* [TESTO FORNITO]
Fatto sta che nelle pagine di questo libro si scopre a poco a poco la storia del cattolicesimo in Bosnia-Erzegovina raccontata in maniera molto semplice e profonda, vera e autentica, vicina.
Interessanti per il lettore anche i racconti del Card. Puljic sulla sua vita e sulla sua vocazione; l’importanza della famiglia per la crescita umana e di fede; la sua vita di sacerdote e il rapporto con le gerarchie ecclesiastiche romane e Giovanni Paolo II: “Il nunzio allora si mise in contatto con la Santa Sede e mi riferì: ‘Il Santo Padre dice: ‘Coraggio!’ (…) Giovanni Paolo II seguiva tutto di Sarajevo e di questo Paese. (…) Mi fu molto vicino. (…) Il Santo Padre chiedeva ed ascoltava molto. Mi invitò ad Assisi, alla grande preghiera per la pace in Jugoslavia. Dopo questa cerimonia mi portò con sé a cena. (…) Ma lui diceva: ‘Vieni, vieni. Io ti voglio ascoltare.’. (…) Si parlò di tante cose, faceva molte domande, aveva tanti interessi: voleva capire tutto, proprio come un padre. Era molto sensibile. Io ne ero profondamente commosso.”

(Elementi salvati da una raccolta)
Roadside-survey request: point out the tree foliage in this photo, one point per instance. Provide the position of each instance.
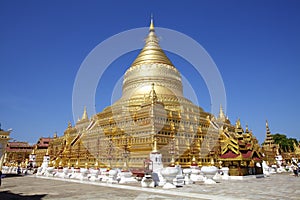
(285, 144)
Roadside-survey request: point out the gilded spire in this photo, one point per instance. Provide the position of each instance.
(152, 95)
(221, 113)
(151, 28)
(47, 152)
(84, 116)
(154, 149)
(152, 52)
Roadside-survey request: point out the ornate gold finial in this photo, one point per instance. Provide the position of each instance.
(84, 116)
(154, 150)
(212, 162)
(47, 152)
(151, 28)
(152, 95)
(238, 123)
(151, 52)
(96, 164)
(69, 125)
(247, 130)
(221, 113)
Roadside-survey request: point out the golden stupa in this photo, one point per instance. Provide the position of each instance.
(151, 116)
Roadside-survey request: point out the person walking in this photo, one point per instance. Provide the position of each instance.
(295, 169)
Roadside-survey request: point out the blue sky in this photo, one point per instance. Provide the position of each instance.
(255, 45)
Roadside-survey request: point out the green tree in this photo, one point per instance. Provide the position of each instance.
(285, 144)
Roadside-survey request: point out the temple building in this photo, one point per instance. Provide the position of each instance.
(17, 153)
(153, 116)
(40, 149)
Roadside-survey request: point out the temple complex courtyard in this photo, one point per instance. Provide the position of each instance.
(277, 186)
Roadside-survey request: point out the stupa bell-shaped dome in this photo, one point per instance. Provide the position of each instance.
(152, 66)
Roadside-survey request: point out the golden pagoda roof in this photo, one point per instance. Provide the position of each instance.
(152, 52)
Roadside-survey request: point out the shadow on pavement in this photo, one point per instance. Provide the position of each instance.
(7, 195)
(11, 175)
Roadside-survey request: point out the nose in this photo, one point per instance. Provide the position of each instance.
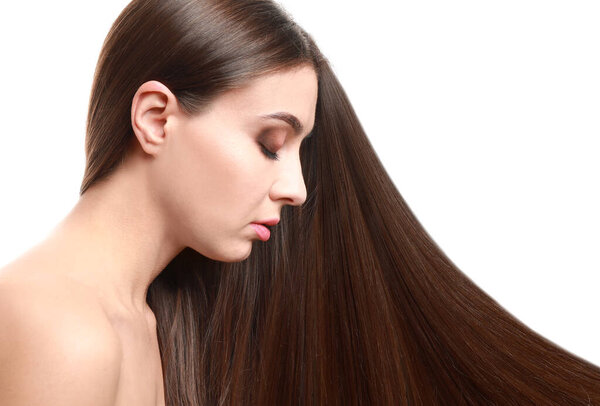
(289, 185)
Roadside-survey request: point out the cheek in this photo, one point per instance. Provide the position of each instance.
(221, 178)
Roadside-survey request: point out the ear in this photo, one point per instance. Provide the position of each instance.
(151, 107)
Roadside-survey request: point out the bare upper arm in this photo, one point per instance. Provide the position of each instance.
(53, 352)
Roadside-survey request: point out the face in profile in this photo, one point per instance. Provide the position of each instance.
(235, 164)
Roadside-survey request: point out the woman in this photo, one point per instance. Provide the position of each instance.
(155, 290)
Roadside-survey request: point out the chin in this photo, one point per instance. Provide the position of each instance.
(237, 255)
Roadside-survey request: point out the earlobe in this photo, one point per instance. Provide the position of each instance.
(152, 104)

* [COMPLETA QUANTO SEGUE]
A – Rispondi a queste domande sul brano sul cardinale Puljic:
(i) Quale storia si scopre a poco a poco nelle pagine del libro?
(ii) Quale parola del Santo Padre riferì il nunzio?
(iii) A quale preghiera fu invitato il cardinale ad Assisi?
B – Prolunga, per favore, il brano sul cardinale Puljic con qualche frase che segua l'ultima.

* [RISPOSTE IN ORDINE]
A –
(i) La storia del cattolicesimo in Bosnia-Erzegovina.
(ii) "Coraggio!"
(iii) Alla grande preghiera per la pace in Jugoslavia.

B –
Sono pagine che ci svelano un popolo, il popolo cristiano di Sarajevo. “Nel nostro popolo esiste una forza nel custodire l’identità cattolica. (…) La nostra identità è la croce. Il nostro popolo che vive insieme ai musulmani, mette una croce sul tetto della casa, sul cancello del giardino. (…) Un altro aspetto della nostra identità è la devozione per Maria. (…) Un terzo aspetto della nostra identità cattolica è la fedeltà al Santo Padre.”
Un intero capitolo è dedicato alla ‘Guerra’, alla paura, ai ricordi belli, alle difficoltà di essere cristiani in quei momenti, alle perdite e ai rapporti con le altre religioni: “Ma questa non era una guerra di religione contro l’altra. Durante la guerra ho avuto tanti contatti con i capi musulmani e ortodossi. Non c’erano problemi tra noi”. Sempre con un’attenzione particolare rivolta al dialogo interreligioso: “Durante la guerra fu firmato l’accordo di Dayton e noi quattro capi religiosi avviammo un consiglio interreligioso. Abbiamo preparato un memorandum, Princìpi morali per il dialogo. L’abbiamo sottoscritto tutti e quattro: cattolici, musulmani, ortodossi, ebrei. È stato anche preparato un piccolo libro per il dialogo, un Glossario.”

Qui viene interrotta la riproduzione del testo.